- **Given passage**
________________________

But, having given the farmers due notice of the view you had in regard to this industry, would you then proceed to close the factory?

I propose to answer that question, but I suggest to the Minister that he should intervene when I have finished speaking and make his own speech. I shall not submit him to any cross-examination, and if I try, he will get extremely angry. Having provided that the farmers can continue to supply beet to the factories, I propose that a close examination should be made of the economic value of this to the community. If I am satisfied that the agricultural community can be adequately catered for without a continuation of the manufacture of beet sugar in these factories, and if I am satisfied that the economic burden placed on the community is out of all proportion to the community advantage derived from the wages paid to the persons employed in them, I will level the factories without the slightest hesitation.

I thought the Deputy had made up his mind.

Fine Gael policy is not under review.

What is? Not the motion surely?

________________________

- **Job a**
Pull out every line of the listing that contains the string "target", treating uppercase and lowercase as different.
The debate excerpt and the listing have no connection to each other.

________________________

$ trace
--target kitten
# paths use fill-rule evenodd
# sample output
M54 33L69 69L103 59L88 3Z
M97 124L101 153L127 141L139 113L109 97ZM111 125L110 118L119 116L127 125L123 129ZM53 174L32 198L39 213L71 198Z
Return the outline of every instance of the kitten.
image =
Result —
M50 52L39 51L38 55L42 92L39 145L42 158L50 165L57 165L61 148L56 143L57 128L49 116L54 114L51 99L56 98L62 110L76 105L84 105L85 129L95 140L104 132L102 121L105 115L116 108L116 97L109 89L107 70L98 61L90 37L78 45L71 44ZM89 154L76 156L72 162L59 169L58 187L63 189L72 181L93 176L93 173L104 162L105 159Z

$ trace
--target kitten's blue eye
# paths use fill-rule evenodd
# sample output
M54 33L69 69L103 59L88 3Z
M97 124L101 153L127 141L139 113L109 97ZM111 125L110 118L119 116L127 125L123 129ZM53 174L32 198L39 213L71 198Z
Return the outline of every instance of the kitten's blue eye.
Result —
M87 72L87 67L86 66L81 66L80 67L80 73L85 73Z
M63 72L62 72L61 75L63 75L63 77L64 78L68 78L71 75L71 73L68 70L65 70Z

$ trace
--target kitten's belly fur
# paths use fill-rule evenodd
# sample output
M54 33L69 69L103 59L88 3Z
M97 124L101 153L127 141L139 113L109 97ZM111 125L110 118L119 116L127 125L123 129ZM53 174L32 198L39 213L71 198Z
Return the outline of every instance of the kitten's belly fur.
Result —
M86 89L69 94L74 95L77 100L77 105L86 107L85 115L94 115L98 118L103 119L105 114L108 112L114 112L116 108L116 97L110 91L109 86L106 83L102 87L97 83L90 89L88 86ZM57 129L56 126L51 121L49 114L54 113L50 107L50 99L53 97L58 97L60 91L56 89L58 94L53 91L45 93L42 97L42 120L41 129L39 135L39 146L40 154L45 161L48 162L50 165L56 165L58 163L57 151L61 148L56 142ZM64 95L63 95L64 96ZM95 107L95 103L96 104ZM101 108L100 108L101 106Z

________________________

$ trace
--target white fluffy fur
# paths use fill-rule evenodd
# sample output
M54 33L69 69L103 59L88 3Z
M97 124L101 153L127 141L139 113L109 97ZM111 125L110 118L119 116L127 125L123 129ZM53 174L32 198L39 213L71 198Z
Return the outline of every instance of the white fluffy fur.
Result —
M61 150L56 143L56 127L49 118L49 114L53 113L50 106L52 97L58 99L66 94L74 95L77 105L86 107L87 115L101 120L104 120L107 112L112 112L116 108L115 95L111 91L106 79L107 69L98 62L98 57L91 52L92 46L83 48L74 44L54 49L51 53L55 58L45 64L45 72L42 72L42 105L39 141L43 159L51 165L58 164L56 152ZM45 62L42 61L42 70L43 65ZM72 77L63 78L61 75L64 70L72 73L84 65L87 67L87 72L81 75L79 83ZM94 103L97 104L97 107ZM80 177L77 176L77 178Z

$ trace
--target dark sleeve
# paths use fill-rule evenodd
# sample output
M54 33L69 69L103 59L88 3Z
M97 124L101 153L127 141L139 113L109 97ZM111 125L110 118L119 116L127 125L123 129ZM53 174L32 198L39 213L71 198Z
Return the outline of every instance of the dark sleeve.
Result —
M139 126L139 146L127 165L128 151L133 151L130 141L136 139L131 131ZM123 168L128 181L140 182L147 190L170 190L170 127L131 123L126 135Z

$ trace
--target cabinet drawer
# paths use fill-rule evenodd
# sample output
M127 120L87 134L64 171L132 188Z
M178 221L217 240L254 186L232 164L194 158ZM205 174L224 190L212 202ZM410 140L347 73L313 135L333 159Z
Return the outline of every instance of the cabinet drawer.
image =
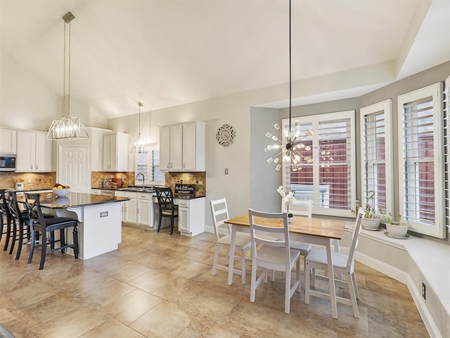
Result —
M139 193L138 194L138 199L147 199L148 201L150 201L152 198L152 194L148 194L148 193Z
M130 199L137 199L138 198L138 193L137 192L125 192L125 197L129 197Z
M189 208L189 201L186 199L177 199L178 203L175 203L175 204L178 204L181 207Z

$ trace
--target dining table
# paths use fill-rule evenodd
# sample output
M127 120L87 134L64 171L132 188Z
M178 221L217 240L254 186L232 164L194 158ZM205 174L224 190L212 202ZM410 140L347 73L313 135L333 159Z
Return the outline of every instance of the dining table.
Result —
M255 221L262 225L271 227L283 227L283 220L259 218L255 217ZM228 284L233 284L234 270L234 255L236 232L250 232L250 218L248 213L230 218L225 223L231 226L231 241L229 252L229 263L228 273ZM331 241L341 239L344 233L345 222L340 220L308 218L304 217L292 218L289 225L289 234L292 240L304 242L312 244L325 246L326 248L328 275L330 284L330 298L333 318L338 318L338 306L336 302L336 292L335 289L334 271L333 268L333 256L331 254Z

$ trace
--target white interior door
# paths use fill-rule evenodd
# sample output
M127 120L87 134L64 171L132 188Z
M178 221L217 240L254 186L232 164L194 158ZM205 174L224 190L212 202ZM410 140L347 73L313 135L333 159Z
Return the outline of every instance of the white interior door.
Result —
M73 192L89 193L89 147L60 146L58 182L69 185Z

________________________

- **Job b**
Transcribe the debate excerpt from "I propose to" to "up his mind.", reproducing every character unchanged.

- **Task answer a**
--target kitten
--target kitten's blue eye
--target kitten's belly fur
--target white fluffy fur
--target dark sleeve
--target cabinet drawer
--target dining table
--target white interior door

- **Task answer b**
I propose to answer that question, but I suggest to the Minister that he should intervene when I have finished speaking and make his own speech. I shall not submit him to any cross-examination, and if I try, he will get extremely angry. Having provided that the farmers can continue to supply beet to the factories, I propose that a close examination should be made of the economic value of this to the community. If I am satisfied that the agricultural community can be adequately catered for without a continuation of the manufacture of beet sugar in these factories, and if I am satisfied that the economic burden placed on the community is out of all proportion to the community advantage derived from the wages paid to the persons employed in them, I will level the factories without the slightest hesitation.

I thought the Deputy had made up his mind.